Entries outlining labeled areas
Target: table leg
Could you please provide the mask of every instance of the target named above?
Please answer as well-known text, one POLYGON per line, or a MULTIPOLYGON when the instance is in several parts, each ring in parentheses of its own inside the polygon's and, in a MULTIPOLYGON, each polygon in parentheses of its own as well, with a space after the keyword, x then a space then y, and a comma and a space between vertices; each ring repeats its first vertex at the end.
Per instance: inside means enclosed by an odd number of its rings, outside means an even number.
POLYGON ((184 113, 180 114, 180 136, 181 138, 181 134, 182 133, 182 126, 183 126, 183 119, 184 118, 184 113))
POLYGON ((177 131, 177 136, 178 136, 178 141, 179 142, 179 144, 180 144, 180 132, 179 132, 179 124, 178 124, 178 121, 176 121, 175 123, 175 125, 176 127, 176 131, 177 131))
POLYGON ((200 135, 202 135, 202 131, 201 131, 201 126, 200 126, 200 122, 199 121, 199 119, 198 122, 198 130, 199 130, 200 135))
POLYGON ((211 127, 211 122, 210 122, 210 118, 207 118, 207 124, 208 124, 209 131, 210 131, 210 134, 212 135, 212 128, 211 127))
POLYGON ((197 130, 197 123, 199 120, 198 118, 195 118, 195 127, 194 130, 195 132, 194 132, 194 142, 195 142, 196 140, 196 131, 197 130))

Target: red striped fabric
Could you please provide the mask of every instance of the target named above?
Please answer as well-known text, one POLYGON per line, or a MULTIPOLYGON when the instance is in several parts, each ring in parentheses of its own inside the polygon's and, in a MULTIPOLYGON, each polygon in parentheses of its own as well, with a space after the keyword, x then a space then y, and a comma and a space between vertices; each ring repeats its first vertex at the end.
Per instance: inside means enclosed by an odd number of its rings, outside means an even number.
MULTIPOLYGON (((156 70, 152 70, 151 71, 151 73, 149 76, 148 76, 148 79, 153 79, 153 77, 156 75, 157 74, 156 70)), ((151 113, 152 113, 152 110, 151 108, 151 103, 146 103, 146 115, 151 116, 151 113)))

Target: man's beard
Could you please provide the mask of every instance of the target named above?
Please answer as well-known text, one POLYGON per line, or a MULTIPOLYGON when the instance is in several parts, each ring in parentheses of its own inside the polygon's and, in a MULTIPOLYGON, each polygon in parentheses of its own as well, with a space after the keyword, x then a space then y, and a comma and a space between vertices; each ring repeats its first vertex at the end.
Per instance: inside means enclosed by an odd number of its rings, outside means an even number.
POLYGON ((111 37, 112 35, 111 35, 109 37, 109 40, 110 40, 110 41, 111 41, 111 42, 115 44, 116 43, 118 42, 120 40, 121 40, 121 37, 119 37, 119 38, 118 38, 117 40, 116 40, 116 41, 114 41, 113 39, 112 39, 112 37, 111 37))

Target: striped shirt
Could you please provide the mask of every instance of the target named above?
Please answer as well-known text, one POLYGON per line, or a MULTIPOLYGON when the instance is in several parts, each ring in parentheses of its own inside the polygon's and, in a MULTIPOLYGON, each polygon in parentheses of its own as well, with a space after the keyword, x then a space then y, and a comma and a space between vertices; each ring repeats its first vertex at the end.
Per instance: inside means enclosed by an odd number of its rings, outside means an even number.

(Task prompt):
Reproduce all of the material above line for line, changing nothing.

(Exercise result):
Target: table leg
Could you please provide the mask of every instance of the target named above?
Please answer as well-known text, one POLYGON per line, or a MULTIPOLYGON when the instance is in several parts, each ring in parentheses of its own inside the polygon's and, in a MULTIPOLYGON, each polygon in parentheses of its own as well, with a space after the keyword, x then a space then y, and a comma and a space between vertices; each ring repeats its first vertex at the end.
Per instance: inside means enclosed by an odd number of its rings, outside means an even number.
POLYGON ((184 113, 180 114, 180 136, 181 138, 181 134, 182 133, 182 126, 183 126, 183 119, 184 118, 184 113))
POLYGON ((177 131, 177 136, 178 136, 178 141, 179 142, 179 144, 180 144, 180 132, 179 132, 179 124, 178 124, 178 121, 176 121, 175 123, 175 125, 176 127, 176 131, 177 131))
POLYGON ((200 135, 202 135, 202 131, 201 131, 201 126, 200 126, 200 122, 199 121, 199 119, 198 122, 198 130, 199 130, 200 135))
POLYGON ((211 127, 211 122, 210 122, 210 118, 207 118, 207 124, 208 124, 209 131, 210 131, 210 134, 212 135, 212 128, 211 127))
POLYGON ((197 130, 197 123, 199 120, 198 118, 195 118, 195 127, 194 130, 195 132, 194 132, 194 142, 195 142, 196 140, 196 131, 197 130))

Target: red striped fabric
Could you please provide the mask of every instance of the target named above?
Please answer as well-known text, one POLYGON per line, or a MULTIPOLYGON when the instance is in several parts, each ring in parentheses of its own inside the polygon's and, in a MULTIPOLYGON, each polygon in parentheses of its own as well, with a space after the keyword, x then a space then y, and a comma and a space between vertices; each ring repeats its first vertex at the end.
Per instance: inside means enclosed by an odd number of its rings, outside means an even number.
MULTIPOLYGON (((156 70, 152 70, 151 71, 151 73, 149 76, 148 76, 148 79, 153 79, 153 77, 156 75, 157 74, 156 70)), ((151 113, 152 113, 152 110, 151 108, 151 103, 146 103, 146 115, 151 116, 151 113)))

Target: man's beard
Could you please provide the mask of every instance of the target named above?
Please answer as well-known text, one POLYGON per line, or a MULTIPOLYGON when the instance is in several parts, each ring in parentheses of its own inside the polygon's and, in a MULTIPOLYGON, each polygon in parentheses of its own as well, with a space after the keyword, x then a space then y, and a comma and a space between vertices; each ring repeats its first vertex at the end.
Per instance: inside means enclosed by an odd number of its rings, outside means an even number.
POLYGON ((111 37, 112 35, 111 35, 109 37, 109 40, 110 40, 110 41, 111 41, 111 42, 115 44, 116 43, 118 42, 120 40, 121 40, 121 37, 119 37, 119 38, 118 38, 117 40, 116 40, 116 41, 114 41, 113 39, 112 39, 112 37, 111 37))

Target: striped shirt
Could you please provide the mask of every instance of the target named above?
Please answer as well-known text, one POLYGON per line, or a MULTIPOLYGON when the instance is in several parts, each ring in parentheses of its own inside the polygon's and, in a MULTIPOLYGON, each polygon in parentheses of its own as well, with a space after the keyword, x then a space then y, and a comma and a space between vertices; each ring repeats its first vertex at the end.
Per instance: inside means enclosed by an odd number of its rings, outside means an even number.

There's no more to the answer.